▶ **Assigned task**: In the account of the Abbeylara siege, which member of the six-person ERU team was a trained negotiator?

▶ **Page text**:
○ ○ ○ ○ ○ ○ ○

Detective Garda Campbell attempted to talk with John Carthy but, in his evidence, said Carthy replied with an expletive and a threat to blow his head off. This exchange was followed by a shot at the Garda car which was now unoccupied. In total, John Carthy fired six shots by the time Detective Garda Campbell rang Granard Garda station with a request that they contact Superintendent Michael Byrne, who was in charge of the Granard Sub-District. Byrne instructed them to contact Superintendent Joseph Shelly in Mullingar. Shelly assumed command of the incident and ordered that a party of armed Gardaí be sent from Athlone station forthwith. En route to Granard Garda Station, Superintendent Shelly had another discussion with Superintendent Byrne and requested that armed Gardaí from Longford also be sent to Abbeylara. By 18:30, then, following the discharge of shots, the damaging of an unmarked Garda car and the request for assistance, armed Gardaí and detectives from Athlone, Longford and Mullingar were sent to John Carthy's home in Abbeylara. At 18:45 the divisional commander for Longford/Westmeath, Chief Superintendent Patrick Tansey, became aware of events. He contacted Superintendent Shelly by phone. These conversations led to the decision to deploy the elite Emergency Response Unit (ERU). Assistant Commissioner Tony Hickey issued the request for their deployment. Six members of the ERU were subsequently sent to Abbeylara from the Special Detective section in Harcourt Street, Dublin, where they were based. Five ERU members were required to deal with practical matters while the sixth, Detective Sergeant Michael Jackson, was a trained negotiator. The ERU arrived at 21.50. Among their weapons were Uzi submachine guns, a Heckler & Koch assault rifle, a Benelli combat shotgun and Sig Sauer semi-automatic pistols. The Barr Tribunal found the deployment of the ERU, the most elite force within the Irish police force, to be a particularly inappropriate decision especially given the fact that John Carthy had no hostages. While tactical control rests with ERU members on the scene overall control rests with the divisional commander. During the Abbeylara siege, this was shared between Superintendent Shelly and Superintendent Byrne. The former was in command between 1900 on the 19 April and midnight. From midnight to 0900 on 20 April, Superintendent Byrne was the Scene Commander and at 0900 on the day of John Carthy's death, Superintendent Shelly resumed command.

○ ○ ○ ○ ○ ○ ○

▶ **Provided material**:
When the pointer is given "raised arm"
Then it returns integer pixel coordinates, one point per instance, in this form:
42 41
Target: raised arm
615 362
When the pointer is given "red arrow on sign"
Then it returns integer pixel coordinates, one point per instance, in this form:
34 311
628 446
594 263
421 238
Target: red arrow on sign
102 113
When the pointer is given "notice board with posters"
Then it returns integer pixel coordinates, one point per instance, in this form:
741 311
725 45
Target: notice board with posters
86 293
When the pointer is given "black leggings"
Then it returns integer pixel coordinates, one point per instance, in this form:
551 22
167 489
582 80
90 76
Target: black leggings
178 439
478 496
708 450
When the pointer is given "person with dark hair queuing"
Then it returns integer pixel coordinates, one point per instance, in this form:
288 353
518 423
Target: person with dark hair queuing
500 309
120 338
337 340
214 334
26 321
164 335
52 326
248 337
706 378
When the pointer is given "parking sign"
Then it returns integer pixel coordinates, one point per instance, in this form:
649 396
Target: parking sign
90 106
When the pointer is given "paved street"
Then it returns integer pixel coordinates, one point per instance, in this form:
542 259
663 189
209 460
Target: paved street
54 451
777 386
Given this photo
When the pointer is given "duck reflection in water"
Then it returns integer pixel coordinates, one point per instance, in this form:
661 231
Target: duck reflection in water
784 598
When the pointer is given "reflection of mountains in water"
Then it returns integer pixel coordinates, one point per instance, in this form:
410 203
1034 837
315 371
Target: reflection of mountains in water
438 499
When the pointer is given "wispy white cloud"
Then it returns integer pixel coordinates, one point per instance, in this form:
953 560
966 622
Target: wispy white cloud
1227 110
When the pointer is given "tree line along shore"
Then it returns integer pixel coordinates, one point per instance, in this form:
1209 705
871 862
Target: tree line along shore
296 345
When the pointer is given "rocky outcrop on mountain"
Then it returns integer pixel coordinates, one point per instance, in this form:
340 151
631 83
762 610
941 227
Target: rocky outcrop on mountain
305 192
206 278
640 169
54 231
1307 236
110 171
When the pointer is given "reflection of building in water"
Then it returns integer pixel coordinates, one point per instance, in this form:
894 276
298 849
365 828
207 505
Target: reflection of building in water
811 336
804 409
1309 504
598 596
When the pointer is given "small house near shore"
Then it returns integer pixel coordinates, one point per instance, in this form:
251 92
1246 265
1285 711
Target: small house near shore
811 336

○ ○ ○ ○ ○ ○ ○

▶ **Response**: Detective Sergeant Michael Jackson